• [WHAT YOU HAVE TO DO]: In your answer, every line of the records should be written out exactly.
══════
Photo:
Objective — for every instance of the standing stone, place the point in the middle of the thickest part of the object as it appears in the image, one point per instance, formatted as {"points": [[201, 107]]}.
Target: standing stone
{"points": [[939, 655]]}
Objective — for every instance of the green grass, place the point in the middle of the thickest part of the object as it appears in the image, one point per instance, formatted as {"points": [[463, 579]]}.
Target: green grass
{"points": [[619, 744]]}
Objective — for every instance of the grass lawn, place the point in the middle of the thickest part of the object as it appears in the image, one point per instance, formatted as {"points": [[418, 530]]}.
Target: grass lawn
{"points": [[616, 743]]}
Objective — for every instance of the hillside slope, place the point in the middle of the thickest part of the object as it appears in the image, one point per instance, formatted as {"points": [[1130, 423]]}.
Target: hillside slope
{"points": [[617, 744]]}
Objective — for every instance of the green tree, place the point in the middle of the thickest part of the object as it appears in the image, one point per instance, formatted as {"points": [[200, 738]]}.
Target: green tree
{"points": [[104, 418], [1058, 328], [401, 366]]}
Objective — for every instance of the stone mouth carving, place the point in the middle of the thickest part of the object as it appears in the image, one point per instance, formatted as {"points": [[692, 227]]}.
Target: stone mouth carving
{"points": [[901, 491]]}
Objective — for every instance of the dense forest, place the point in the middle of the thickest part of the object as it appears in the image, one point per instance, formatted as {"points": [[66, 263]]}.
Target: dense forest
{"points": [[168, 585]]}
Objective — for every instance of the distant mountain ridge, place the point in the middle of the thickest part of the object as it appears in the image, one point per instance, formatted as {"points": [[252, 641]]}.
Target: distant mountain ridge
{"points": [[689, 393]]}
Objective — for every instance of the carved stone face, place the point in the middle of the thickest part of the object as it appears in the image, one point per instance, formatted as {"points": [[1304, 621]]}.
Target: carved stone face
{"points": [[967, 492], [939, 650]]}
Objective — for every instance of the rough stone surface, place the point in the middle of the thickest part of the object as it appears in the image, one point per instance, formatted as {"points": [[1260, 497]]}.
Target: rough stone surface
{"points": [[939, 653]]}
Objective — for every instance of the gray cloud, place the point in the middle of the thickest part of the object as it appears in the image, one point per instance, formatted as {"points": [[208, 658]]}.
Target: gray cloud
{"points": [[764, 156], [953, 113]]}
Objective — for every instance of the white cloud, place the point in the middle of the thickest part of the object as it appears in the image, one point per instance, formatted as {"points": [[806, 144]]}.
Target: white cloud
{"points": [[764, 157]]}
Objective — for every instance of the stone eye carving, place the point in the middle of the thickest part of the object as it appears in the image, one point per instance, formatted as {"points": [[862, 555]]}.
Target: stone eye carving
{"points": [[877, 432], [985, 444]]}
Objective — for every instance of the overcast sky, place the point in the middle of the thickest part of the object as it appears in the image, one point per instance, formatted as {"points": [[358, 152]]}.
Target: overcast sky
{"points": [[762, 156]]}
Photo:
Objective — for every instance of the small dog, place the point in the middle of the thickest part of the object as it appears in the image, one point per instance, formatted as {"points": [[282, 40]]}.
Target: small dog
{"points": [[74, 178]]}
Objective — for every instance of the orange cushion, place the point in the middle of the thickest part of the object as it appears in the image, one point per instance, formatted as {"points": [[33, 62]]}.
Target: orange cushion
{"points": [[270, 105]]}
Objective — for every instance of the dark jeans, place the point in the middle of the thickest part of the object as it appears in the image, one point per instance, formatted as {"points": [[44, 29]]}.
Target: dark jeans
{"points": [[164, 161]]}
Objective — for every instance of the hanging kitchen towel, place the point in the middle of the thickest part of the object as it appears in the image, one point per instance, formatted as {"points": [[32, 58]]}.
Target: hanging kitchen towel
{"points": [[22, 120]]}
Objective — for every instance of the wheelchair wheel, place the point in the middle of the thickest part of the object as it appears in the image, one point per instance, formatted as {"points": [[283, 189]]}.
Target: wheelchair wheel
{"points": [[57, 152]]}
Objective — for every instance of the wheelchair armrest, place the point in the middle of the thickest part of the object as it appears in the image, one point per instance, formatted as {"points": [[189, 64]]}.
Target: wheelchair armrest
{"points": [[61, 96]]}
══════
• [TASK OUTPUT]:
Photo:
Objective — for every instance of the standing stone, place the point in the middle of the thickest part of the object as it appears in the image, one point per instance, formatted as {"points": [[201, 107]]}.
Target: standing stone
{"points": [[939, 655]]}
Objective — for every instance of the green grass, place the point in the middle of the thickest part of the object as it appears in the image, one point per instance, formatted as {"points": [[463, 579]]}.
Target: green grass
{"points": [[619, 744]]}
Objective — for every instance of the grass lawn, place the point in the middle of the thickest part of the object as it appears in the image, one point per instance, formatted as {"points": [[418, 530]]}.
Target: grass lawn
{"points": [[616, 743]]}
Objective — for every instance of the hillside slope, place the point in the middle of the thickest part of the object as it appears in the image, one point per instance, formatted as {"points": [[1130, 423]]}.
Target: hillside slope
{"points": [[617, 744]]}
Objective — for every instance of the green tree, place the point in the middle of the thickest part of the object as it appears in the image, one point per instance, formatted as {"points": [[200, 738]]}.
Target: green tree
{"points": [[104, 418], [1058, 328], [401, 366]]}
Objective — for every instance of the stone mouth carving, place the point in the middle of the thickest part of the object as it appears in the image, one point per instance, formatted as {"points": [[692, 227]]}.
Target: stone mouth carving
{"points": [[901, 491]]}
Objective — for every instance of the dense forest, place the point in the middle of the thickest part of the object as it appears in the image, one point per instance, formatted as {"points": [[66, 263]]}.
Target: dense forest
{"points": [[168, 585]]}
Objective — for every instance of the distant mountain ridge, place the point in the middle of the thickest part of the object as it appears in the image, one point per instance, formatted as {"points": [[252, 641]]}.
Target: distant mountain ridge
{"points": [[689, 393]]}
Objective — for every instance of the carved stone face, place the point in the middle of the thickest part of the object as it appears in the image, one point per instance, formatted as {"points": [[1304, 621]]}.
Target: carved stone face
{"points": [[967, 492], [939, 650]]}
Objective — for every instance of the rough stone surface, place the point in the middle of the thickest part of the object as it appears in the image, one point per instance, formatted as {"points": [[1260, 497]]}.
Target: rough stone surface
{"points": [[939, 653]]}
Objective — for every instance of the gray cloud, place the point in the middle of the thickest part of the object as it appears in the image, one point per instance, formatted as {"points": [[208, 658]]}.
Target: gray cloud
{"points": [[764, 156], [953, 113]]}
Objective — for every instance of the white cloud, place the point in the middle of the thickest part of the object as it appears in the image, one point per instance, formatted as {"points": [[806, 144]]}.
Target: white cloud
{"points": [[764, 157]]}
Objective — for every instance of the stone eye carving, place the point in the middle of the thickest part of the object as it appears in the image, one point per instance, formatted as {"points": [[862, 555]]}.
Target: stone eye carving
{"points": [[877, 432], [985, 444]]}
Objective — for every instance of the overcast sky, place the point in the middle of the thickest part of the object as it appears in the image, one point per instance, formatted as {"points": [[358, 152]]}.
Target: overcast sky
{"points": [[762, 156]]}
Photo:
Objective — for every instance of the small dog, place the point in the middle of the thickest part of the object as it appears in the image, one point per instance, formatted as {"points": [[282, 40]]}.
Target: small dog
{"points": [[74, 178]]}
Objective — for every instance of the orange cushion, place the point in the middle of the thickest part of the object as it appears in the image, one point per instance, formatted as {"points": [[33, 62]]}.
Target: orange cushion
{"points": [[270, 105]]}
Objective — for every instance of the dark jeans, place the point in the middle of the thickest part of the object as it appears in the image, one point per instance, formatted as {"points": [[44, 29]]}.
Target: dark jeans
{"points": [[164, 161]]}
Objective — for every instance of the hanging kitchen towel, place the point in the middle of the thickest part of the object as it appears in the image, one point per instance, formatted as {"points": [[32, 58]]}.
Target: hanging kitchen towel
{"points": [[22, 120]]}
Objective — for every instance of the wheelchair wheel, place the point in the middle of the thickest part of the object as it appears in the image, one point per instance, formatted as {"points": [[283, 189]]}.
Target: wheelchair wheel
{"points": [[57, 152]]}
Objective — for every instance of the wheelchair armrest, place the point in the middle of the thickest part of the object as it appears in the image, one point per instance, formatted as {"points": [[189, 64]]}.
Target: wheelchair armrest
{"points": [[61, 96]]}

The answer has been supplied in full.